[Directions for this task] Swap "dining chair" for "kitchen chair" throughout the material below and reproduce it with every other word unchanged.

[Information provided]

--- BEGIN ---

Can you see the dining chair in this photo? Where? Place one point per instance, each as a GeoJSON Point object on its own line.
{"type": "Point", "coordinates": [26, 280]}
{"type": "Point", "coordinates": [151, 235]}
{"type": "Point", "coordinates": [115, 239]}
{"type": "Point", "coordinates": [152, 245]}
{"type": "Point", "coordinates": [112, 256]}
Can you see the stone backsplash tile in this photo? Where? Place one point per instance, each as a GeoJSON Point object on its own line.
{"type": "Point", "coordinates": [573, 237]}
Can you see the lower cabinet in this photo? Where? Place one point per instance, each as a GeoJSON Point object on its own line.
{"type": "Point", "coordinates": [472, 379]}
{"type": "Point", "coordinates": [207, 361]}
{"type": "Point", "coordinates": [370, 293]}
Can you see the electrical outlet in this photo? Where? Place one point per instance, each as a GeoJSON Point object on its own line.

--- END ---

[Reply to the task]
Can you see the kitchen chair in this photo? Where? Place one point per instance, each as a GeoJSON Point object on its own line.
{"type": "Point", "coordinates": [26, 280]}
{"type": "Point", "coordinates": [151, 235]}
{"type": "Point", "coordinates": [115, 239]}
{"type": "Point", "coordinates": [152, 245]}
{"type": "Point", "coordinates": [112, 256]}
Can you see the stone backsplash tile in this photo? Where? Place one point per instance, each as a GeoJSON Point object on its own line.
{"type": "Point", "coordinates": [573, 237]}
Can you see the lower cabinet in this photo? Where? Place one point per instance, each as a GeoJSON Point object on its own line.
{"type": "Point", "coordinates": [472, 379]}
{"type": "Point", "coordinates": [207, 361]}
{"type": "Point", "coordinates": [370, 293]}
Can you see the electrical outlet in this photo? Where? Place one point per instance, each as a GeoJSON Point object on its own line.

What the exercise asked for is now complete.